(Labeled-object pointing entries)
----
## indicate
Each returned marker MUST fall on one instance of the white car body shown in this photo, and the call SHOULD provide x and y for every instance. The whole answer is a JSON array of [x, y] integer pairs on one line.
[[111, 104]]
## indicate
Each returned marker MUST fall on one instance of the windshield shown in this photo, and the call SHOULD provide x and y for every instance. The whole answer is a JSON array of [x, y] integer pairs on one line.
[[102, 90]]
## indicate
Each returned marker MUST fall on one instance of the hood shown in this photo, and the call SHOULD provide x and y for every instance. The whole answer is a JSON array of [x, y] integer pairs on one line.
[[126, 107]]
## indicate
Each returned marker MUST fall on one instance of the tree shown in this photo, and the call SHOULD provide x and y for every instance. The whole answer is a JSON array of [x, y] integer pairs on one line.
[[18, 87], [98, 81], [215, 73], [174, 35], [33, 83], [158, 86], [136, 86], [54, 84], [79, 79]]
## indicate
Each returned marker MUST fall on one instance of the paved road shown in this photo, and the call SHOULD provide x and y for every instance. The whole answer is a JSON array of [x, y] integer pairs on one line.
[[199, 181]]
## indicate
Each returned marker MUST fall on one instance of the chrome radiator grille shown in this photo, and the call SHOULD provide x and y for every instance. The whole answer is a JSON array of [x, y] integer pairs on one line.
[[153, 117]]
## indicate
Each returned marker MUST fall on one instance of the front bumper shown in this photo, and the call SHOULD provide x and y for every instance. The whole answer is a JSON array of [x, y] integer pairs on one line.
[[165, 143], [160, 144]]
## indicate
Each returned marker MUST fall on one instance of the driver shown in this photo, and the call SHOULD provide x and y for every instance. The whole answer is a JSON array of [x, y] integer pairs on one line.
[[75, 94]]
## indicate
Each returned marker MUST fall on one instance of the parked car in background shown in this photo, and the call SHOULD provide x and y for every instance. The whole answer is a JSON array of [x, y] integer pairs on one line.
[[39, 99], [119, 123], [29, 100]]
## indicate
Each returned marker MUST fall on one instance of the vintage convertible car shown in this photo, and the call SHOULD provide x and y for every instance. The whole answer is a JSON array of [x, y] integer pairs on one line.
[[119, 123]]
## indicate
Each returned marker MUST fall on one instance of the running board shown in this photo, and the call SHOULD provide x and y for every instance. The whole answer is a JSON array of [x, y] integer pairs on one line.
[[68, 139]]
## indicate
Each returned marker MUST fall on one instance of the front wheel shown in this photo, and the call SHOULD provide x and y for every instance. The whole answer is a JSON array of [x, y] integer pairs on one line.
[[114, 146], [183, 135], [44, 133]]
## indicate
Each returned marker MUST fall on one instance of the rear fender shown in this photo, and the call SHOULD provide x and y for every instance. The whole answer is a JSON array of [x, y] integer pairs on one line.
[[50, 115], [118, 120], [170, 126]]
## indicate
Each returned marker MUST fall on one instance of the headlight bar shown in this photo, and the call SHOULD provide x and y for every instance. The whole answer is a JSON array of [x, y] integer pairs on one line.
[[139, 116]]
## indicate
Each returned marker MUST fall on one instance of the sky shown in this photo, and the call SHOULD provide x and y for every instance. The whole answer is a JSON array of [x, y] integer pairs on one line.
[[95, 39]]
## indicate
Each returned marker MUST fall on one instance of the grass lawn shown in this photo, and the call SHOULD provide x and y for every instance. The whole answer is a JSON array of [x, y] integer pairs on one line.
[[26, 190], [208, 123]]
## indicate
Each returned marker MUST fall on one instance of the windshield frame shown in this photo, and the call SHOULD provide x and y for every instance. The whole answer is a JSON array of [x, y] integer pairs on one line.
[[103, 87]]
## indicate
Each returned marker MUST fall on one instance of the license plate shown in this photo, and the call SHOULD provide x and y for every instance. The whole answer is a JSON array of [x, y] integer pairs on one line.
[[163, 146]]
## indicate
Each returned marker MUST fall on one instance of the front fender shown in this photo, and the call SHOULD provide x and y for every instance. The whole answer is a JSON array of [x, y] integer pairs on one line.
----
### What is expected
Rewrite the listing as a Markdown table with the columns Entry and Text, covering the lines from its first line through the line that contains "[[165, 143], [160, 144]]", both included. Give each line its own numbered row and omit blank lines.

### Task response
| Entry | Text |
|---|---|
| 1 | ## indicate |
| 2 | Each returned marker MUST fall on one instance of the white car body shown in this photo, and the call SHOULD provide x and y for every instance. The whole answer is a JSON array of [x, y] integer pairs on one line. |
| 3 | [[111, 104]] |
| 4 | ## indicate |
| 5 | Each returned marker MUST fall on one instance of the windshield shown in this photo, and the call SHOULD provide x and y for every instance. The whole answer is a JSON array of [x, y] integer pairs on one line. |
| 6 | [[102, 90]] |
| 7 | ## indicate |
| 8 | Each returned marker MUST fall on one instance of the hood shown in this photo, and the call SHOULD provide x and y for every instance. The whole answer is a JSON array of [x, y] integer pairs on one line. |
| 9 | [[126, 107]] |
| 10 | ## indicate |
| 11 | Each returned marker MUST fall on one instance of the tree shown in this photo, and the call SHOULD provide x and y for every instance. The whole answer is a JSON array of [x, y] integer pairs on one line. |
| 12 | [[18, 87], [98, 81], [215, 73], [174, 35], [33, 83], [158, 86], [136, 86], [54, 84], [79, 79]] |
| 13 | ## indicate |
| 14 | Each returned marker MUST fall on one instance of the paved road shown in this photo, and the call SHOULD provide x and y for every instance. The whole answer is a JSON array of [x, y] integer pairs on one line. |
| 15 | [[199, 181]] |
| 16 | ## indicate |
| 17 | Each returned marker MUST fall on one instance of the chrome radiator grille shown in this photo, and the call SHOULD provide x and y for every instance. The whole answer is a JSON array of [x, y] integer pairs on one line. |
| 18 | [[153, 117]] |
| 19 | ## indicate |
| 20 | Each returned marker MUST fall on one instance of the front bumper shown in this photo, and the call SHOULD provide x and y for every instance. The whole answer is a JSON array of [x, y] integer pairs on one line. |
| 21 | [[165, 143], [160, 144]] |